--- Work order ---
Each record must be printed again exactly as given.

(Saved entries)
==================================================

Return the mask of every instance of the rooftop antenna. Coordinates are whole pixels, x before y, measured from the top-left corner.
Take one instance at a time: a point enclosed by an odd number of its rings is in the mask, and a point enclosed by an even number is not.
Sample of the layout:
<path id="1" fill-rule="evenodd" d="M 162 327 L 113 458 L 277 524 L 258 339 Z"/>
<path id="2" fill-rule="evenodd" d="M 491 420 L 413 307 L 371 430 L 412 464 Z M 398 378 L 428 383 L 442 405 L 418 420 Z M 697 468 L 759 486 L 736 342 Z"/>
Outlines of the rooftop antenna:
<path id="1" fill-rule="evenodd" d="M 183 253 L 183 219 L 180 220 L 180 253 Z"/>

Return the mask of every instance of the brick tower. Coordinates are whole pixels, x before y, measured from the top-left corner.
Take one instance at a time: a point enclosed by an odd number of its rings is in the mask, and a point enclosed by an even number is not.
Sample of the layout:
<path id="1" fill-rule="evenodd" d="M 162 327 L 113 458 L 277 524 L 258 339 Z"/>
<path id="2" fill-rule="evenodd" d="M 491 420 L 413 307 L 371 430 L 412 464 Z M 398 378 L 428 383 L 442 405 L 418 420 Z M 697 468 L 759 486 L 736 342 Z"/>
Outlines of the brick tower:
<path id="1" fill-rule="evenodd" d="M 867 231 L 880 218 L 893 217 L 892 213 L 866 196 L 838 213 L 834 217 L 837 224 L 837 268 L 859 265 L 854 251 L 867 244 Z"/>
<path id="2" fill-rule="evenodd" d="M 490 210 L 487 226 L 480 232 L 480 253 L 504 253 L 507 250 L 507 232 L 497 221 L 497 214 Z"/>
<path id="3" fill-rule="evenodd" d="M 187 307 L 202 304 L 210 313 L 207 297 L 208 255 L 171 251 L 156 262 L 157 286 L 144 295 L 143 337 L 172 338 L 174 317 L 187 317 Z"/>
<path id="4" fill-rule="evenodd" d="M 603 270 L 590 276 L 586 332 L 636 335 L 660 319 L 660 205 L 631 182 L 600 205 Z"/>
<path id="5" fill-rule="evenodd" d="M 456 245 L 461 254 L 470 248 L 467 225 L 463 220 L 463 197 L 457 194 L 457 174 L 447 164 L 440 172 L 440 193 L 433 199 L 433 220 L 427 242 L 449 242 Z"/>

==================================================

--- Answer section ---
Return the mask of every instance of the rooftop antenna. Coordinates are whole pixels, x before y, measured from the top-left corner.
Take one instance at a time: a point enclosed by an odd number of its rings is in the mask, and a point enclosed by an even number is not.
Sample of the layout:
<path id="1" fill-rule="evenodd" d="M 162 327 L 113 458 L 277 524 L 258 339 Z"/>
<path id="2" fill-rule="evenodd" d="M 491 420 L 413 307 L 371 430 L 412 464 Z M 398 378 L 428 383 L 442 405 L 418 420 Z M 697 468 L 759 486 L 736 342 Z"/>
Outlines of the rooftop antenna:
<path id="1" fill-rule="evenodd" d="M 183 253 L 183 219 L 180 220 L 180 253 Z"/>

Return the mask of every instance of the brick tower. Coordinates are whole pixels, x before y, measured from the top-left corner.
Take one instance at a time: a point enclosed by an odd number of its rings is in the mask, and a point enclosed by an even number is not.
Sample of the layout:
<path id="1" fill-rule="evenodd" d="M 162 327 L 113 458 L 277 524 L 258 339 Z"/>
<path id="2" fill-rule="evenodd" d="M 491 420 L 413 307 L 371 430 L 412 464 Z M 398 378 L 428 383 L 442 405 L 418 420 Z M 697 468 L 759 486 L 736 342 Z"/>
Outlines of the brick tower:
<path id="1" fill-rule="evenodd" d="M 867 231 L 880 218 L 893 217 L 892 213 L 866 196 L 838 213 L 834 217 L 837 224 L 837 268 L 859 265 L 854 251 L 867 244 Z"/>
<path id="2" fill-rule="evenodd" d="M 490 210 L 487 226 L 480 232 L 480 253 L 504 253 L 507 250 L 507 232 L 497 221 L 497 214 Z"/>
<path id="3" fill-rule="evenodd" d="M 187 307 L 202 304 L 210 313 L 207 297 L 208 255 L 171 251 L 156 262 L 157 286 L 144 295 L 143 337 L 172 338 L 174 317 L 187 317 Z"/>
<path id="4" fill-rule="evenodd" d="M 603 270 L 590 276 L 586 332 L 636 335 L 660 319 L 660 205 L 631 182 L 600 205 Z"/>
<path id="5" fill-rule="evenodd" d="M 456 245 L 461 254 L 470 248 L 467 225 L 463 220 L 463 197 L 457 194 L 457 174 L 447 164 L 440 172 L 440 193 L 433 199 L 433 220 L 427 242 L 449 242 Z"/>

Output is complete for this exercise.